> **GESTELLTE AUFGABE A**: Schreibe aus der Auflistung die Zeilen von der Zeile mit „Detect every white fascia“ bis zu der Zeile mit „[[208, 296, 235, 330], [117, 296, 144, 329]]“, beide eingeschlossen, Wort für Wort unverändert ab.

> **VORGEGEBENER TEXT**:
══════════

Schwäbische Zeitung (Bad Waldsee / Aulendorf)
Liebe im Lockdown – worauf es ankommt
Ravensburger Experten geben Tipps, wie Zweisamkeit in Krisenzeiten gelingt
- Ein romantisches Vier-gänge-menü im Lieblingsrestaurant fällt dieses Jahr aus. Der Valentinstag steht bekanntlich im Zeichen der Liebe. Um Zuneigung zu zeigen, gibt es viele Möglichkeiten, sagt die Ravensburger Paartherapeutin Iris Groß. Die Krisenzeit wirkt sich allerdings erheblich auf die Partnersuche der Singles aus.

══════════

> **DATENSATZAUSZUG**:

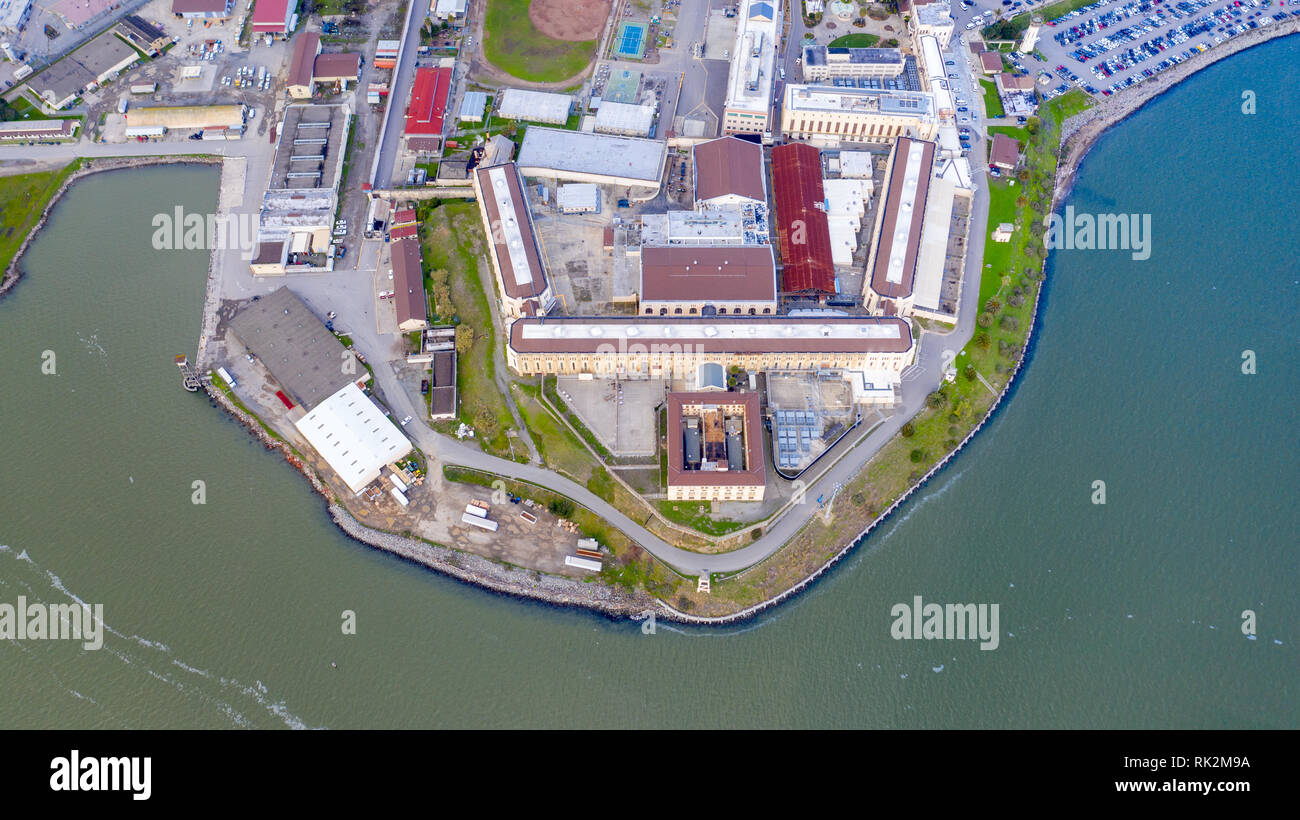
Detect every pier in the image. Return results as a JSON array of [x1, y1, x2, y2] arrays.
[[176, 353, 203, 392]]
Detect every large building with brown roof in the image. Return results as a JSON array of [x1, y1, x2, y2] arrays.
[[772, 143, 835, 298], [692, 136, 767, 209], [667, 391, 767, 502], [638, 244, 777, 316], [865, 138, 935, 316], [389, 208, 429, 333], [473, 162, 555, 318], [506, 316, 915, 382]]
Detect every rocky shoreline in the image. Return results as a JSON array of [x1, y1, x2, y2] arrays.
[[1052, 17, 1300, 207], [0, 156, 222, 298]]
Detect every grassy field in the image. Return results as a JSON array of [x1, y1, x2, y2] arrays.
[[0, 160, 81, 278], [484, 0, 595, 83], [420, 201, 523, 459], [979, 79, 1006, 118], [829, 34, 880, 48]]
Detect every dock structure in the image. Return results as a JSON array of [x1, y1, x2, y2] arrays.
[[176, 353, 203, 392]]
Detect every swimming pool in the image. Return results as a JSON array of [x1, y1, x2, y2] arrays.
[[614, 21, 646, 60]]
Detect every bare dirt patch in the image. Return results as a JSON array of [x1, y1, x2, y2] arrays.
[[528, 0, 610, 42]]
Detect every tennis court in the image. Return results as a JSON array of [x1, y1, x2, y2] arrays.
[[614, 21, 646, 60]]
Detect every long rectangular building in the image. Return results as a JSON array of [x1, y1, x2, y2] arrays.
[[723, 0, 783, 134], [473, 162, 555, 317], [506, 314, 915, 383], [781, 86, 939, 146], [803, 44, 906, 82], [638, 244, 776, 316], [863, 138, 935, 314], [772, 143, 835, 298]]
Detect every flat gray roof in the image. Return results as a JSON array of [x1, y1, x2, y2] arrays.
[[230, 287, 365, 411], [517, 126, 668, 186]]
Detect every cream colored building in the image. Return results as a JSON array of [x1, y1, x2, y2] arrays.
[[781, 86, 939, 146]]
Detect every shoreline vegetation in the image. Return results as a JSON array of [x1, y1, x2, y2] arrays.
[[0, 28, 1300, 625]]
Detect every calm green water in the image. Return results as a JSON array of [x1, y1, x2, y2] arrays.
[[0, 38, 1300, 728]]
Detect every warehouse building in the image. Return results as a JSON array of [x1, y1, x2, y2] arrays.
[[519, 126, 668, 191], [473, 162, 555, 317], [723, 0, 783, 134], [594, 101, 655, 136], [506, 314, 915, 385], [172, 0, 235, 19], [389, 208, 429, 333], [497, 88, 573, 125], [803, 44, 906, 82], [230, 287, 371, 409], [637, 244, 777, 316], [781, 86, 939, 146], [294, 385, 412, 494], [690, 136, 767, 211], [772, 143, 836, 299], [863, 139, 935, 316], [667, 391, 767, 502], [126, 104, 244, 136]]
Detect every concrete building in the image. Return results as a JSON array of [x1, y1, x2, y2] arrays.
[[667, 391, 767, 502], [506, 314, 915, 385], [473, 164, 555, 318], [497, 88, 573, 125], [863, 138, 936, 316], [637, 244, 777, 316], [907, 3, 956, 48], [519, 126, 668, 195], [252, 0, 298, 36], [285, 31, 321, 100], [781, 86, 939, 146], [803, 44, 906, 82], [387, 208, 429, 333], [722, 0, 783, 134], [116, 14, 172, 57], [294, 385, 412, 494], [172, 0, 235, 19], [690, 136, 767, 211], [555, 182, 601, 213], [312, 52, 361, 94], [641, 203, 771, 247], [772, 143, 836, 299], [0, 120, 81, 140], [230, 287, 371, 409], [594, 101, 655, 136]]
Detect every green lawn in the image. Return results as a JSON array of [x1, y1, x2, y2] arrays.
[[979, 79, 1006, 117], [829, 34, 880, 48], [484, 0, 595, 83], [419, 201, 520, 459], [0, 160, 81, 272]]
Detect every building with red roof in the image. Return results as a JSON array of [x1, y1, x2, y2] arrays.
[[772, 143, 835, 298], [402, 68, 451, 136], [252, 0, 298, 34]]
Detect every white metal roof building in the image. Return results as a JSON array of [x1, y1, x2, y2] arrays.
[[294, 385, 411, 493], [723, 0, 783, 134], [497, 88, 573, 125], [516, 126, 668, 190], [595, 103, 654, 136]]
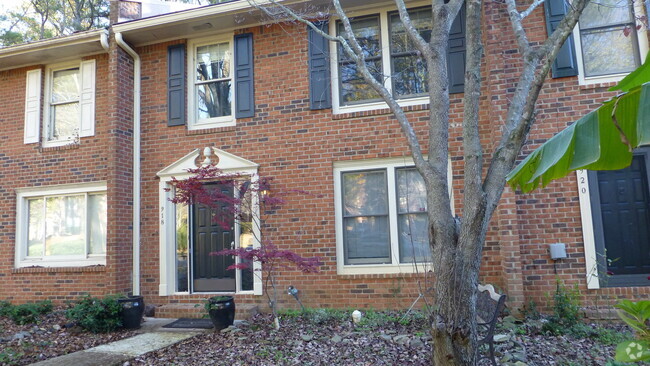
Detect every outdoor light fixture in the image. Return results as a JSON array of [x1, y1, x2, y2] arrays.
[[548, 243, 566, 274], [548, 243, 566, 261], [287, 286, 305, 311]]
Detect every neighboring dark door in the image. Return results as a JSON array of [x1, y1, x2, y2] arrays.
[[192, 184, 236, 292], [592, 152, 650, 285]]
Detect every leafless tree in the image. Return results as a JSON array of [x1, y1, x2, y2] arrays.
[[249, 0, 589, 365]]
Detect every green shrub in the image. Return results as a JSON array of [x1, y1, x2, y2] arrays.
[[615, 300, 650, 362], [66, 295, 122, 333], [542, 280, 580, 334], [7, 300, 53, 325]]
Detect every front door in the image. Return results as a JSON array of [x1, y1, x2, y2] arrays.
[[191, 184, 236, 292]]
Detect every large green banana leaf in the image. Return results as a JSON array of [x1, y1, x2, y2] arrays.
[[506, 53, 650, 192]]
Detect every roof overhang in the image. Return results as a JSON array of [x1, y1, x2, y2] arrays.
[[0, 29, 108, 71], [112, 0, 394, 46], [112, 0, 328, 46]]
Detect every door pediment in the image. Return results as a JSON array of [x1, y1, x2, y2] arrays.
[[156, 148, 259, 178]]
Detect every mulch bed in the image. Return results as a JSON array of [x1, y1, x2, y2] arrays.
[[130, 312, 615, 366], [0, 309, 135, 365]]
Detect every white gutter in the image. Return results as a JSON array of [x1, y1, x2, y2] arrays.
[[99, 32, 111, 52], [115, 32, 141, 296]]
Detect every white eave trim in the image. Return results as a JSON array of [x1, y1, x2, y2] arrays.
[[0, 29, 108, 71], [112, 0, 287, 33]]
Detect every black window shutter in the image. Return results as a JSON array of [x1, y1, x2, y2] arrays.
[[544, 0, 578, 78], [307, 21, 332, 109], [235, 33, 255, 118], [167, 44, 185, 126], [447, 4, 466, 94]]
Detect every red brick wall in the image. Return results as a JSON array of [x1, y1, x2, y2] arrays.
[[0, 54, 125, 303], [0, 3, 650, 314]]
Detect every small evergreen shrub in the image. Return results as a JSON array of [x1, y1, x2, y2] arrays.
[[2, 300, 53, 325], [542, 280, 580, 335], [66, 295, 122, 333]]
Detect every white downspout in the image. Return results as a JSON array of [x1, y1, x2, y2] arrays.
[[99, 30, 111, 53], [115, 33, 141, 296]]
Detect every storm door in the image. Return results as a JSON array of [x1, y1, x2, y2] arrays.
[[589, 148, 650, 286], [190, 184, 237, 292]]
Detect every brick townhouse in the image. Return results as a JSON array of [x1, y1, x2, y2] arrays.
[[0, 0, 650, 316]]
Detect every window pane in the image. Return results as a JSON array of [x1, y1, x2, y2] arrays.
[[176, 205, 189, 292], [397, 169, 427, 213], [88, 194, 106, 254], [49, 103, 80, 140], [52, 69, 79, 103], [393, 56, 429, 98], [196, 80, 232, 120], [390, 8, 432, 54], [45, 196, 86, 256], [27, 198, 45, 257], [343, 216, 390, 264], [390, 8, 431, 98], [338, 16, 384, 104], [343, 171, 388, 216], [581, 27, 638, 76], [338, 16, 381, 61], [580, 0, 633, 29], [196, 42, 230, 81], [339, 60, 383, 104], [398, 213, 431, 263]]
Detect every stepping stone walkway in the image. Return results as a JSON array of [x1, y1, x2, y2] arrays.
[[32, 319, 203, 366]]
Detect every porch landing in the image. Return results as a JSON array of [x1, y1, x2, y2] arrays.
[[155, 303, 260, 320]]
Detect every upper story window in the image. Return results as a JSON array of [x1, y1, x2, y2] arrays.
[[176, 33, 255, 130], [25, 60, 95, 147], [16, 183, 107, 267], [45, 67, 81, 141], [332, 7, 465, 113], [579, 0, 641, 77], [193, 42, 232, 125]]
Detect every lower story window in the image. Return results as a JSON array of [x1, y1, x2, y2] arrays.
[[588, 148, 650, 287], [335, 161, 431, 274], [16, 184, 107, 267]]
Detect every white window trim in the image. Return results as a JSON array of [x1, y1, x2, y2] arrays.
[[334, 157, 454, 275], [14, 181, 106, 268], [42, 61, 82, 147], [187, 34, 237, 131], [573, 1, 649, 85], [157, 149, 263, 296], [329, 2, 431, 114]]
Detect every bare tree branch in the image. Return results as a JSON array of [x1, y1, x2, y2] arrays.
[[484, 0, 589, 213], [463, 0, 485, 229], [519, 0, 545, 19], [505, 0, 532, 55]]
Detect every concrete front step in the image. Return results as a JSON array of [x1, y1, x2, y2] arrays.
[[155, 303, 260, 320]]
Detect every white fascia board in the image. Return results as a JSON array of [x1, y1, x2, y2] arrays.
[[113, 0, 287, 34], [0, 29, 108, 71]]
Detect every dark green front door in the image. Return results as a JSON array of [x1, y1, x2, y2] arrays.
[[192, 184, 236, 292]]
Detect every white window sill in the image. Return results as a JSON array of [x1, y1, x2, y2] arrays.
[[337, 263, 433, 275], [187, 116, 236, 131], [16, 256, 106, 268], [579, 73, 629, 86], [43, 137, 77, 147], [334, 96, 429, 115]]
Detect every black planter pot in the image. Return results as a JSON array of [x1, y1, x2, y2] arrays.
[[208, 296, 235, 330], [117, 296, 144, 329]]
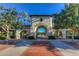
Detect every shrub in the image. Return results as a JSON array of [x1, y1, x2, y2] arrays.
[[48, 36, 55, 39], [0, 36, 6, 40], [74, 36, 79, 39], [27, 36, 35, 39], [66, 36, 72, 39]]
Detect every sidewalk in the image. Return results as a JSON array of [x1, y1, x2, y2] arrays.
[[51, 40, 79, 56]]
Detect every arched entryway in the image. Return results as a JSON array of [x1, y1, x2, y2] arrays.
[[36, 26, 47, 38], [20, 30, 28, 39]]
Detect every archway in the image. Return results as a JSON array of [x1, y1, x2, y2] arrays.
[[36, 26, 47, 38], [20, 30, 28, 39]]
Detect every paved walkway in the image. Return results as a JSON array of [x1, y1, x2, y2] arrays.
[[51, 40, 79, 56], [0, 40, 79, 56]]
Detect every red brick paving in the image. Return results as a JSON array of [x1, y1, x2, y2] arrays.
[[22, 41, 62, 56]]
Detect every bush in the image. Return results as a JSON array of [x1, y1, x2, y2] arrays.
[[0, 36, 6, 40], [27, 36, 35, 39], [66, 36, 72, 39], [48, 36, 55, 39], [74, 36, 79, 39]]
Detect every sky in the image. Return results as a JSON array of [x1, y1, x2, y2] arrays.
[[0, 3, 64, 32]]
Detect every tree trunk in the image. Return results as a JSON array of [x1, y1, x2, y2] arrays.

══════════

> **GESTELLTE AUFGABE B**: Gib den Artikel über Liebe im Lockdown vollständig und ohne jede Änderung wieder.

> **RICHTIGE ANTWORT A**:
Detect every white fascia board in the image. Return results as a JSON array of [x1, y1, x2, y2] arrays.
[[113, 0, 287, 34], [0, 29, 108, 71]]
Detect every dark green front door in the image. Return results as a JSON array of [x1, y1, x2, y2] arrays.
[[192, 184, 236, 292]]
Detect every white window sill in the image. Return results as a JSON array of [x1, y1, x2, y2] arrays.
[[337, 263, 433, 275], [187, 116, 236, 131], [16, 256, 106, 268], [579, 73, 629, 86], [43, 137, 77, 147], [334, 96, 429, 115]]
Detect every black planter pot in the image. Return results as a JSON array of [x1, y1, x2, y2] arrays.
[[208, 296, 235, 330], [117, 296, 144, 329]]

> **RICHTIGE ANTWORT B**:
Schwäbische Zeitung (Bad Waldsee / Aulendorf)
Liebe im Lockdown – worauf es ankommt
Ravensburger Experten geben Tipps, wie Zweisamkeit in Krisenzeiten gelingt
- Ein romantisches Vier-gänge-menü im Lieblingsrestaurant fällt dieses Jahr aus. Der Valentinstag steht bekanntlich im Zeichen der Liebe. Um Zuneigung zu zeigen, gibt es viele Möglichkeiten, sagt die Ravensburger Paartherapeutin Iris Groß. Die Krisenzeit wirkt sich allerdings erheblich auf die Partnersuche der Singles aus.